-- start Items --

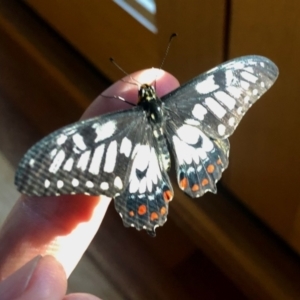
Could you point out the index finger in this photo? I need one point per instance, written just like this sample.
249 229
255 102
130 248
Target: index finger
64 226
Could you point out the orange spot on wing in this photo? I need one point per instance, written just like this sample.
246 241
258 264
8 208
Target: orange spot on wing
210 168
142 209
183 183
168 195
153 216
204 182
195 188
163 210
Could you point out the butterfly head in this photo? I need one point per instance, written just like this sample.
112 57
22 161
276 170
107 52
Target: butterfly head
147 93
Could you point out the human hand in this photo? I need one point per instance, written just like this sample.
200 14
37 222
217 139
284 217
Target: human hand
48 235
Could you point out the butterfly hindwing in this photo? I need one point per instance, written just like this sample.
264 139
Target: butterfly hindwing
199 159
89 157
217 100
125 155
144 203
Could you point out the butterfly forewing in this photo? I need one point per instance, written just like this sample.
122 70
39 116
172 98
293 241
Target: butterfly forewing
144 203
125 155
89 157
216 101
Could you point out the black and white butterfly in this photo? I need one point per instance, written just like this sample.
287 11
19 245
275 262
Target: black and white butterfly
125 154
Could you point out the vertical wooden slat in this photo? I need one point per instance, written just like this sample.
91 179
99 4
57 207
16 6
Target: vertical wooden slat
265 163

-- end Items --

__Short problem__. Write out all of the entries above without changing a single character, leaving the pictures out.

__Finished task__.
Could you point out the index finger in this photo? I need one point per instance, written just like this sample.
249 229
255 102
130 248
Target: index finger
64 226
Could you point out the orange spot on wing in this photo? I need one point per instance, written just like this sample.
246 241
258 264
8 208
Target: orange spot on wing
210 168
142 209
183 183
168 195
153 216
204 182
195 188
163 210
Could you point out the butterfly head in this photo? I need one point per instance, written just like this sample.
112 57
22 161
276 170
107 52
Target: butterfly head
147 93
Could you point out the human hand in this photo? I need one point per instance, written just like this sample.
200 14
37 222
217 139
284 217
Target: human hand
48 235
Could you point out the butterfly hindwing in this photo? I need one point per instance, written just like this sample.
264 139
Target: butterfly hindwing
199 159
89 157
217 100
125 155
144 203
Could you point out the butterfly forewing in this photo? I need one point per instance, written just like this sample.
122 70
39 116
172 98
293 241
Target: butterfly forewing
144 203
125 155
89 157
216 101
Could you point out the black and white butterfly in this photo? I need one point per instance, written just like this sample.
287 11
19 245
275 262
Target: black and white butterfly
125 154
Could you point out the vertical wooden slat in this photo? I need one point per instance, written just like this sample.
91 179
99 4
57 207
16 6
Target: vertical wooden slat
265 163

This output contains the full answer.